[Start of Excerpted data]

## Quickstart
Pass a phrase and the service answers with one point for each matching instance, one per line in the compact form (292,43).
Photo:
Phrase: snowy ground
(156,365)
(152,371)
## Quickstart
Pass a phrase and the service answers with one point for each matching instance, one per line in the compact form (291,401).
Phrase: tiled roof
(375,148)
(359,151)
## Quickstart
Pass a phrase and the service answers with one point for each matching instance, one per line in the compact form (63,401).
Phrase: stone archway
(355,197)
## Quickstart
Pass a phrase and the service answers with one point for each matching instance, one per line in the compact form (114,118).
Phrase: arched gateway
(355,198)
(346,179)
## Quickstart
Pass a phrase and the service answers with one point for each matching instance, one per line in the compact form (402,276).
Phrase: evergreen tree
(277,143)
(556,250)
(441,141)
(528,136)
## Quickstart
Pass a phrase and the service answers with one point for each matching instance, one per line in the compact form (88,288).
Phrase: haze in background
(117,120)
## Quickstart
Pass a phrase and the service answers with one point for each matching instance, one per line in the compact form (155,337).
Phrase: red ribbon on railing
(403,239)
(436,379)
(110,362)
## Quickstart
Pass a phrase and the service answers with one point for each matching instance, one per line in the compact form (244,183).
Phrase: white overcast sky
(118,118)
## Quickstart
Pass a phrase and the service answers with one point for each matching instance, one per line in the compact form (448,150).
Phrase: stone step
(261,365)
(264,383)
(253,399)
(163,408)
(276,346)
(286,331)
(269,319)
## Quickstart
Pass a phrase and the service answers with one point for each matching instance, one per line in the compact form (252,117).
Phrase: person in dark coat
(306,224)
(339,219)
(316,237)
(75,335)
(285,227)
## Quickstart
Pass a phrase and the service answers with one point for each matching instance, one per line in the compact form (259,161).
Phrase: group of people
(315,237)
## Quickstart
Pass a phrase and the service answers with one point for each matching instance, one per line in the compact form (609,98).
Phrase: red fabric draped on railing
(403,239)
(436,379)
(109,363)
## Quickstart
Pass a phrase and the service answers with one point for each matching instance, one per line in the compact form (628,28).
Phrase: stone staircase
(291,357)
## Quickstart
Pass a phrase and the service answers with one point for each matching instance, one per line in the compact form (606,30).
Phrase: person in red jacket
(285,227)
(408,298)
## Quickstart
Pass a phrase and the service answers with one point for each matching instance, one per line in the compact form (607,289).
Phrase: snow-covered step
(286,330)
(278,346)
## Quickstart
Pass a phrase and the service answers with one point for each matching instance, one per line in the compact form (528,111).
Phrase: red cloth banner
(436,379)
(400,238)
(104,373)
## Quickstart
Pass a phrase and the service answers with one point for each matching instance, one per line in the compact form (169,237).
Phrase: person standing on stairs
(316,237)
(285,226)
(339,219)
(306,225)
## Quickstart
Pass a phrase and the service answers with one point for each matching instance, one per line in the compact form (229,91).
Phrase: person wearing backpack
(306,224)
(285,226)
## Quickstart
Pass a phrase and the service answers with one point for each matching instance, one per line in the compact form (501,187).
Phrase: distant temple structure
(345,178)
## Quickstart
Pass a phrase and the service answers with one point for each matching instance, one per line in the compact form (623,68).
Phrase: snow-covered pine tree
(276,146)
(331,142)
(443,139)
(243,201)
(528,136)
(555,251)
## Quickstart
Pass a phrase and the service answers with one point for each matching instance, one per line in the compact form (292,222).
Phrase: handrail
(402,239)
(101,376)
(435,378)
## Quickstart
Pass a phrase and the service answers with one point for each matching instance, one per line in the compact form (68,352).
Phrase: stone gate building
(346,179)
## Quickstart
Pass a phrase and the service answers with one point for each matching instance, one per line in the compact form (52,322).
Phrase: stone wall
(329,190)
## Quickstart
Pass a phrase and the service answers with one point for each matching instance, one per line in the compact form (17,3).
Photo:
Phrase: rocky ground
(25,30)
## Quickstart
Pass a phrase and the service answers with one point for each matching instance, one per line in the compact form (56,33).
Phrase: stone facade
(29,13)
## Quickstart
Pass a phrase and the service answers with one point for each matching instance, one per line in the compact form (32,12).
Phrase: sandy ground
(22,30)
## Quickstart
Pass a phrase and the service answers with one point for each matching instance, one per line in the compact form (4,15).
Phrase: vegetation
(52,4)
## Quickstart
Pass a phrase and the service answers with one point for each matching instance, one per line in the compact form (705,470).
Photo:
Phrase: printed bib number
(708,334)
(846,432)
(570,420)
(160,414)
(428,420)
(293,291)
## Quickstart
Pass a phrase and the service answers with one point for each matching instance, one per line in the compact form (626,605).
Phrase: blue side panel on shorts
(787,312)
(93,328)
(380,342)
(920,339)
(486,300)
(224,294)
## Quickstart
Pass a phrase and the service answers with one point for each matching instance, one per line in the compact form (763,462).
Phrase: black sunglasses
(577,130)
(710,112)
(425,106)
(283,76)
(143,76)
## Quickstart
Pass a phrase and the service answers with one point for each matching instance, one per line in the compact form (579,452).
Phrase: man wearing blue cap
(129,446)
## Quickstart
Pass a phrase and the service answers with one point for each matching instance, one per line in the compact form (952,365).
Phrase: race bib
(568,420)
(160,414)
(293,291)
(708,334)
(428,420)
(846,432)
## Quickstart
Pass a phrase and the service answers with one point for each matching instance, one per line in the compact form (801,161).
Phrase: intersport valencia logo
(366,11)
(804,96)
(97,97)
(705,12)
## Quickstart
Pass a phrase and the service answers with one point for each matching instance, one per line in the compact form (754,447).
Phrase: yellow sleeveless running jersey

[End of Excerpted data]

*What needs to be done*. Filter the records down to the lines that contain the string "covered", and copy each matching line in full.

*Exercise output*.
Phrase: snow-covered step
Phrase: snow-covered pine tree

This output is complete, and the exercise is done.